Exactly as written, give back every record below.

*** Opening Exercise materials ***

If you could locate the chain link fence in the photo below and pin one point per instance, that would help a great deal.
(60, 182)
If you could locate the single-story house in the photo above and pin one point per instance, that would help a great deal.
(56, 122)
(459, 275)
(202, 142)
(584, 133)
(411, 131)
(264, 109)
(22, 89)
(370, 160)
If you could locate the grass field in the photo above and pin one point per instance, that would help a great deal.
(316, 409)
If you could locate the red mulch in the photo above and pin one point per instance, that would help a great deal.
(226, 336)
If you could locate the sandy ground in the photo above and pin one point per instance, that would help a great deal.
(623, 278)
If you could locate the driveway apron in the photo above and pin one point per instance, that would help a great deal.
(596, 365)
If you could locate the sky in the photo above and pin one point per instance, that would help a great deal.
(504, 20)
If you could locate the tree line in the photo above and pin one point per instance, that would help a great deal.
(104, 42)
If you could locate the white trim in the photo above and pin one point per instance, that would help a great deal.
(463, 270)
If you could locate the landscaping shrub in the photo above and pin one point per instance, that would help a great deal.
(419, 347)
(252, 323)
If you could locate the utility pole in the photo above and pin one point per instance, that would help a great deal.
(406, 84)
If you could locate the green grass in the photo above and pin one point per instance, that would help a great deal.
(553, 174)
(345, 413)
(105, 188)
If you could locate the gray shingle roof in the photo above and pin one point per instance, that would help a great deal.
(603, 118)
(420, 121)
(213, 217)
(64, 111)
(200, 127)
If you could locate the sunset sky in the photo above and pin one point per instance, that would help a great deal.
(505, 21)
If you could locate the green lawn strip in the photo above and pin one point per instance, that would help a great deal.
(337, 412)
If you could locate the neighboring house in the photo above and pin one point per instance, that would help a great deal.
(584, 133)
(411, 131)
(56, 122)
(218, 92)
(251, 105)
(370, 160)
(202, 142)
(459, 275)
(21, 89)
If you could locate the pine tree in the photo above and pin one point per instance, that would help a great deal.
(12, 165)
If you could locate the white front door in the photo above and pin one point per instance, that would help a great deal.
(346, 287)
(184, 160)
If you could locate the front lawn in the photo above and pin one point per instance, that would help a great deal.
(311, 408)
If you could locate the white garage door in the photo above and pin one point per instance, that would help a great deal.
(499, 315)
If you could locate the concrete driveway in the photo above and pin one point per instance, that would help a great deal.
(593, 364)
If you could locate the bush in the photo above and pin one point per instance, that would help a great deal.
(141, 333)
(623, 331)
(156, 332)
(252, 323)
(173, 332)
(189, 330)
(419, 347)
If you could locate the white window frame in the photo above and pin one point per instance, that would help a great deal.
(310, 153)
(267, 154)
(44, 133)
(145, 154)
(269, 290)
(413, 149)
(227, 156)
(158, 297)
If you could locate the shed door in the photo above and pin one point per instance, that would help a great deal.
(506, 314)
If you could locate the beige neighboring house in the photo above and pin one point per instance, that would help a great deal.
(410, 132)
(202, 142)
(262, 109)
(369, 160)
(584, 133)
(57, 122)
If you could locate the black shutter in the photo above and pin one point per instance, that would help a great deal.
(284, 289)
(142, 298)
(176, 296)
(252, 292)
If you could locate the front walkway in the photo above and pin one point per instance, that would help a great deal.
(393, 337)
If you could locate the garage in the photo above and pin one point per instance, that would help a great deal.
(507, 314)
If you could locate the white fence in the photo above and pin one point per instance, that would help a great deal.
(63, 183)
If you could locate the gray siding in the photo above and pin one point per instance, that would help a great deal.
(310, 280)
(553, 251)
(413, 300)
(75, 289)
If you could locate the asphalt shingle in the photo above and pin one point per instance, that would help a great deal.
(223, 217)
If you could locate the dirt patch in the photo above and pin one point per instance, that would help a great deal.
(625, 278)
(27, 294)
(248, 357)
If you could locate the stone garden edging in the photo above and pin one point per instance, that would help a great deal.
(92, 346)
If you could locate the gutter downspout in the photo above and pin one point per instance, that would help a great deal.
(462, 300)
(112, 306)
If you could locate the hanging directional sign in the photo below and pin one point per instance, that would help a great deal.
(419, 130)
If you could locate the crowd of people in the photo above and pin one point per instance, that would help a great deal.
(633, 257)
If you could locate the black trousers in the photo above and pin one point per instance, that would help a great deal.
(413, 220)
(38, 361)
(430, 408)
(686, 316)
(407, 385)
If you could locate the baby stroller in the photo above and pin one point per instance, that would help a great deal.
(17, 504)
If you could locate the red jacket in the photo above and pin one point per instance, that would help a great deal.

*** Closing Exercise materials ***

Reply:
If you could locate the chain link fence in the photo below and pin one point per instance, that would help a great deal.
(60, 182)
If you could locate the single-story house in the photo above and pin one point per instance, that would help a great deal.
(56, 122)
(459, 275)
(202, 142)
(584, 133)
(411, 131)
(264, 109)
(22, 89)
(370, 160)
If you could locate the grass field in the photo above and pin one point per instance, that would help a great deal.
(316, 409)
If you could locate the red mulch in the photo above and pin one point per instance, that would help a great deal.
(226, 336)
If you could locate the sandy ground in the photo above and pin one point per instance, that would help a great deal.
(623, 278)
If you could locate the driveway apron in the photo above and pin one point per instance, that would help a great deal.
(596, 365)
If you could locate the sky in the photo above and pin one point per instance, that would help a great deal.
(504, 20)
If you could locate the tree line in the photo above and pin one point per instance, that would help a great deal.
(104, 42)
If you could locate the white trim in the photo above and pin one point per instance, that would help a great deal.
(463, 270)
If you could locate the landscaping shrub in the photo above and pin one point per instance, that would help a great deal.
(419, 347)
(252, 323)
If you could locate the utility pole in the photo above and pin one point per instance, that would help a great deal.
(406, 84)
If you could locate the green grass in the photo above and pin one point per instance, that would help a great deal.
(553, 174)
(345, 413)
(105, 188)
If you could locate the gray shingle roof in the photo above and pin one point per instance, that would help a great deal.
(603, 118)
(420, 121)
(213, 217)
(64, 111)
(200, 127)
If you could locate the sunset sky in the photo above and pin one point per instance, that would help a great deal.
(505, 21)
If you could locate the green lawn strip in the photo above and pin one point per instance, that would help a great deal.
(337, 412)
If you could locate the neighboring house in the photo above and pin one point per instance, that would help a great deal.
(584, 133)
(411, 131)
(56, 122)
(218, 92)
(251, 105)
(370, 160)
(202, 142)
(459, 275)
(21, 89)
If you could locate the pine tree in the photo above and pin one point per instance, that would help a great deal.
(12, 165)
If you could locate the white front door in the photo above and pin one point per instance, that would help a great deal.
(346, 287)
(184, 160)
If you could locate the front lawn in the photo above and pin one point per instance, that would help a great deal.
(311, 408)
If you could locate the white garage door in the photo above and pin one point per instance, that would help a great deal.
(499, 315)
If you could locate the concrete driveway in the photo above and pin one point per instance, that would help a great deal.
(593, 364)
If you could locate the bush in the photo above and pin one point per instance, that would help a great deal.
(141, 333)
(623, 331)
(156, 332)
(252, 323)
(173, 332)
(189, 330)
(419, 347)
If you could locate the white window frame in the photo above and pin one point per instance, that would help a great deal.
(310, 153)
(267, 154)
(44, 133)
(145, 154)
(269, 290)
(413, 149)
(227, 156)
(158, 297)
If you could locate the shed door in the photo above and pin one point per instance, that would help a great deal.
(506, 314)
If you could locate the beige neighboring house in the photo above and pin one point per instance, that would help a great deal.
(410, 132)
(202, 142)
(262, 109)
(369, 160)
(584, 133)
(57, 122)
If you could locate the black shutter in the photo above and pin one point per instance, that would help a great deal.
(284, 289)
(142, 298)
(176, 296)
(252, 292)
If you could locate the front walkway in the photo above and pin one point per instance, that would help a great deal.
(393, 337)
If you could locate the garage in the photo above and pin one point per instance, that would help a great deal.
(507, 314)
If you could locate the white fence in the photo above and pin one point per instance, that would help a great deal.
(63, 183)
If you could locate the gray siding in the photo above and pin one point per instance, that would help a great deal.
(310, 280)
(553, 251)
(413, 300)
(75, 289)
If you could locate the asphalt shingle in the photo above and pin one point per instance, that would help a great deal.
(223, 217)
If you could locate the dirt patch in the photo above and pin one point per instance, that would help a great deal.
(625, 278)
(27, 294)
(248, 357)
If you could locate the stone garden edging in the photo above and pin one point per instance, that would help a great deal.
(92, 346)
If you could locate the gutter downspout in the photo above and pin one point per instance, that would help a great deal.
(462, 300)
(112, 306)
If you could locate the hanging directional sign in the photo below and pin one point per instance, that would help a great deal.
(419, 130)
If you could locate the crowd of people in the photo above and pin one point per instance, that would help a great deal.
(633, 257)
If you could locate the black trousers in the photo above and pin one point per instance, that would help a great deal.
(413, 220)
(38, 361)
(430, 408)
(686, 316)
(407, 385)
If you could locate the baby stroller in the photo above and pin one point per instance, that would help a great deal.
(17, 504)
If you could locate the red jacket in the photo above and pin one point per instance, that would help a great deal.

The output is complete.